▶ Kutipan Dokumen
○ ○ ○ ○
Masyarakat menyebut masjid adalah rumah Allah swt yang difungsikan untuk menunaikan shalat. Selain itu, biasanya masjid juga dimanfaatkan untuk proses belajar dan mengajar keagamaan atau ngaji. Namun demikian, banyak hal yang bisa direalisasikan melalui masjid untuk tujuan kemaslahatan umat secara luas.
Hal tersebut menunjukkan bahwa selain dapat menegakkan agama Allah, masjid juga
dapat digunakan untuk mewujudkan kesejahteraan dan ketertiban sosial melalui
dakwah-dakwah keagamaan. Jika di Indonesia terdiri dari masyarakat yang
majemuk, maka masjid hendaklah mendakwahkan kesejukan dalam praktik kehidupan
sehari-hari.
Al-Qur’an menyebut fungsi masjid antara lain di dalam Firman-Nya:
فِي بُيُوتٍ أَذِنَ اللَّهُ أَنْ تُرْفَعَ وَيُذْكَرَ فِيهَا اسْمُهُ يُسَبِّحُ لَهُ فِيهَا بِالْغُدُوِّ وَالْآصَالِ
رِجَالٌ
لَا تُلْهِيهِمْ تِجَارَةٌ وَلَا بَيْعٌ عَنْ ذِكْرِ اللَّهِ وَإِقَامِ الصَّلَاةِ
وَإِيتَاءِ الزَّكَاةِ ۙ يَخَافُونَ يَوْمًا تَتَقَلَّبُ فِيهِ الْقُلُوبُ
وَالْأَبْصَارُ
“Bertasbihlah kepada Allah di masjid-masjid yang telah diperintahkan untuk dimuliakan dan disebut nama-Nya di dalamnya pada waktu pagi dan petang. Orang-orang yang tidak dilalaikan oleh perniagaan, dan tidak (pula) oleh jual-beli, atau aktivitas apapun dan mengingat Allah, dan (dari) mendirikan shalat, membayarkan zakat, mereka takut kepada suatu hari yang (di hari itu) hati dan penglihatan menjadi guncang.” (QS. An-Nur: 36-37)
○ ○ ○ ○
▶ Data yang Disediakan
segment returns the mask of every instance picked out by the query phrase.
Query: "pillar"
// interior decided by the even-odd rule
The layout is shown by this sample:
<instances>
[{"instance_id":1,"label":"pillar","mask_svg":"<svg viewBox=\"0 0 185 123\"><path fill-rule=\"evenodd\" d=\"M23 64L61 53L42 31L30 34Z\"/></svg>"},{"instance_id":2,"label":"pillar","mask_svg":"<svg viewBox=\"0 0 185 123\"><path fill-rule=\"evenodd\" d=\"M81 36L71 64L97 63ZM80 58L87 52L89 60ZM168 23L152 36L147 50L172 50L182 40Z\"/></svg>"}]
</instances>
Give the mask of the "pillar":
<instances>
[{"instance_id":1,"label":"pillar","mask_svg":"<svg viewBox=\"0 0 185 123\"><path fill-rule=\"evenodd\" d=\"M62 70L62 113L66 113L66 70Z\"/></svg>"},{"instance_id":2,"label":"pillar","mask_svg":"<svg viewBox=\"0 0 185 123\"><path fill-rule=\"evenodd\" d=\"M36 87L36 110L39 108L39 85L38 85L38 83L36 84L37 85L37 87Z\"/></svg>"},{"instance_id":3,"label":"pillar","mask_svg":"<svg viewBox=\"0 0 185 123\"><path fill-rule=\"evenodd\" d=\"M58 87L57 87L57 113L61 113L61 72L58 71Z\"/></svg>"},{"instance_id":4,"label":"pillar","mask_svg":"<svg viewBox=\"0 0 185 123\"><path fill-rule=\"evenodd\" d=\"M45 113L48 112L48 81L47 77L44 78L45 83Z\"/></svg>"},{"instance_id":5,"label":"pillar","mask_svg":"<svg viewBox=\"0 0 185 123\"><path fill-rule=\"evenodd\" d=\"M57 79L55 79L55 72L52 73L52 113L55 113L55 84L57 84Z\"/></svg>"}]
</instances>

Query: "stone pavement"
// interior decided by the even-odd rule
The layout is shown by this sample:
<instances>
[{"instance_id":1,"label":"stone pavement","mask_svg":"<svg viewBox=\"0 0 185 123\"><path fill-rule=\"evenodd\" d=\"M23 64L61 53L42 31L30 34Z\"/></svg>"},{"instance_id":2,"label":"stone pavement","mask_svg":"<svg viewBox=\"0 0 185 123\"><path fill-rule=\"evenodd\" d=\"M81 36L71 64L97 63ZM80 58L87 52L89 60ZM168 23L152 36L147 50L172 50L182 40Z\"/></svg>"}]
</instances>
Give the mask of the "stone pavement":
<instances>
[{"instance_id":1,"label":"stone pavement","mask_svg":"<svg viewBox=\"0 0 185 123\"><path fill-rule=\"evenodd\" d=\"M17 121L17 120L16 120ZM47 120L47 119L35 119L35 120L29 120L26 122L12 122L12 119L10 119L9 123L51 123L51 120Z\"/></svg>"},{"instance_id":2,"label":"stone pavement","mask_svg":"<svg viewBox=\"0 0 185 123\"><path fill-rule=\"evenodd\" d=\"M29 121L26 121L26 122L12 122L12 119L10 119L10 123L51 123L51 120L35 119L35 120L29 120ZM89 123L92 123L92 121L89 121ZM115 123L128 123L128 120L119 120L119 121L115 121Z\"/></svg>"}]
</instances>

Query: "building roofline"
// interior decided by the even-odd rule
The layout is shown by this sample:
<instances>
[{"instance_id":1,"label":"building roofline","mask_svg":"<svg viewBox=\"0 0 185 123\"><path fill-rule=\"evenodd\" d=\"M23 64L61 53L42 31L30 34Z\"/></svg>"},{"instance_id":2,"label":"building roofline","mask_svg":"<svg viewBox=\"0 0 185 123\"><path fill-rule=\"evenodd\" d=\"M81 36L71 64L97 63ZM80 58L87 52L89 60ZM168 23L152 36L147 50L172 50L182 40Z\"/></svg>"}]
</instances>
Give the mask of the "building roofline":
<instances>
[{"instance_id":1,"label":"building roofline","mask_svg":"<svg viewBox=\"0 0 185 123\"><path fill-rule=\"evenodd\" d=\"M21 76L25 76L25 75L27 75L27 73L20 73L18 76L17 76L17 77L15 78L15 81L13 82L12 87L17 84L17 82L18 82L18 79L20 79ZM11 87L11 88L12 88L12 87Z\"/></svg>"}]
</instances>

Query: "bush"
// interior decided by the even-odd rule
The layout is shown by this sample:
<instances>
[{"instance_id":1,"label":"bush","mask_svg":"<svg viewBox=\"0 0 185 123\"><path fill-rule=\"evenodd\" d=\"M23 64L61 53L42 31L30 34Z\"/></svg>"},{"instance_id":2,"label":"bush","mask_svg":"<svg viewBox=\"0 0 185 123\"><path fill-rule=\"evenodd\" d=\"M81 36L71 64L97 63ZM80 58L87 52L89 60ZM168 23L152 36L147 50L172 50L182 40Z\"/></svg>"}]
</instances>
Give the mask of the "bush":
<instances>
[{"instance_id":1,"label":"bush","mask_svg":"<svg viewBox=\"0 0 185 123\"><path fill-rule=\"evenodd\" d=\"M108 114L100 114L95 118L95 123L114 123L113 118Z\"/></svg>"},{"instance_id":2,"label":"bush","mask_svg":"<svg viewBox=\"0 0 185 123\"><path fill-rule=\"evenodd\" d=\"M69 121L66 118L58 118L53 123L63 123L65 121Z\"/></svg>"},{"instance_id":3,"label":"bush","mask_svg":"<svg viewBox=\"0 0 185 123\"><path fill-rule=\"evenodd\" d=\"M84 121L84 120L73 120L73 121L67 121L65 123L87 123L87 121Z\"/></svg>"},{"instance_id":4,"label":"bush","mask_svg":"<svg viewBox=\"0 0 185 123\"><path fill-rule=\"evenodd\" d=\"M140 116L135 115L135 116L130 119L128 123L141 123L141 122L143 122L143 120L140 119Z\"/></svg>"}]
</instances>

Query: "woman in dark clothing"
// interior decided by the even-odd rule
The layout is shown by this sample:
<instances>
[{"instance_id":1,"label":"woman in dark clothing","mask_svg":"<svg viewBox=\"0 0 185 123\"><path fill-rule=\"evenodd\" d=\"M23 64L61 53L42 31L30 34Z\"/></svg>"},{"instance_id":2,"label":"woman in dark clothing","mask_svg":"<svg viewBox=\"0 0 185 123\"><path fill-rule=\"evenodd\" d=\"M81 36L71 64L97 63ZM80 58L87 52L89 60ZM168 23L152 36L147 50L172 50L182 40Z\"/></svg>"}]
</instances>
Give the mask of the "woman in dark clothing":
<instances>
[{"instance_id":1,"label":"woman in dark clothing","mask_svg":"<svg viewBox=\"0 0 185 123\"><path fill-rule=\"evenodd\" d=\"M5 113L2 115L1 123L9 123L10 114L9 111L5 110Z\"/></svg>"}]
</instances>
○ ○ ○ ○
▶ Ketentuan Tugas
(A) Salin kembali seluruh teks tentang fungsi masjid persis tanpa mengubah apa pun.
(B) Sebutkan jumlah baris dalam catatan yang memuat kata "dark", cukup angkanya saja.
Teks dan catatan di atas merupakan bahan yang berdiri sendiri-sendiri.

▶ Kumpulan Jawaban
(A)
Masyarakat menyebut masjid adalah rumah Allah swt yang difungsikan untuk menunaikan shalat. Selain itu, biasanya masjid juga dimanfaatkan untuk proses belajar dan mengajar keagamaan atau ngaji. Namun demikian, banyak hal yang bisa direalisasikan melalui masjid untuk tujuan kemaslahatan umat secara luas.
Hal tersebut menunjukkan bahwa selain dapat menegakkan agama Allah, masjid juga
dapat digunakan untuk mewujudkan kesejahteraan dan ketertiban sosial melalui
dakwah-dakwah keagamaan. Jika di Indonesia terdiri dari masyarakat yang
majemuk, maka masjid hendaklah mendakwahkan kesejukan dalam praktik kehidupan
sehari-hari.
Al-Qur’an menyebut fungsi masjid antara lain di dalam Firman-Nya:
فِي بُيُوتٍ أَذِنَ اللَّهُ أَنْ تُرْفَعَ وَيُذْكَرَ فِيهَا اسْمُهُ يُسَبِّحُ لَهُ فِيهَا بِالْغُدُوِّ وَالْآصَالِ
رِجَالٌ
لَا تُلْهِيهِمْ تِجَارَةٌ وَلَا بَيْعٌ عَنْ ذِكْرِ اللَّهِ وَإِقَامِ الصَّلَاةِ
وَإِيتَاءِ الزَّكَاةِ ۙ يَخَافُونَ يَوْمًا تَتَقَلَّبُ فِيهِ الْقُلُوبُ
وَالْأَبْصَارُ
“Bertasbihlah kepada Allah di masjid-masjid yang telah diperintahkan untuk dimuliakan dan disebut nama-Nya di dalamnya pada waktu pagi dan petang. Orang-orang yang tidak dilalaikan oleh perniagaan, dan tidak (pula) oleh jual-beli, atau aktivitas apapun dan mengingat Allah, dan (dari) mendirikan shalat, membayarkan zakat, mereka takut kepada suatu hari yang (di hari itu) hati dan penglihatan menjadi guncang.” (QS. An-Nur: 36-37)

(B) 4